Saved items from a collection:
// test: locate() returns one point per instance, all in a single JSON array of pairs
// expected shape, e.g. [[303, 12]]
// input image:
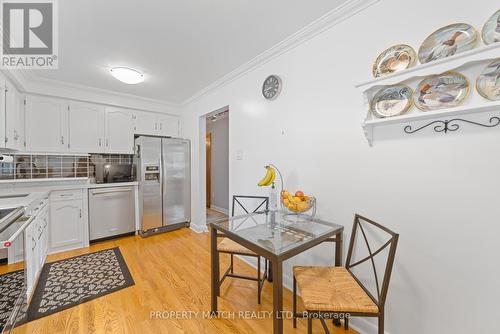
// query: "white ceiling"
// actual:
[[182, 46]]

• **What is required**
Rewrite the rows with "JSON array" replaced by "JSON list" and everything else left unchanged. Leave the picture out of your answer.

• **Exercise result**
// test: locate() returns one point per instance, all in a single JSON list of pairs
// expected shape, e.g. [[303, 12]]
// input image:
// query: "white ceiling"
// actual:
[[182, 46]]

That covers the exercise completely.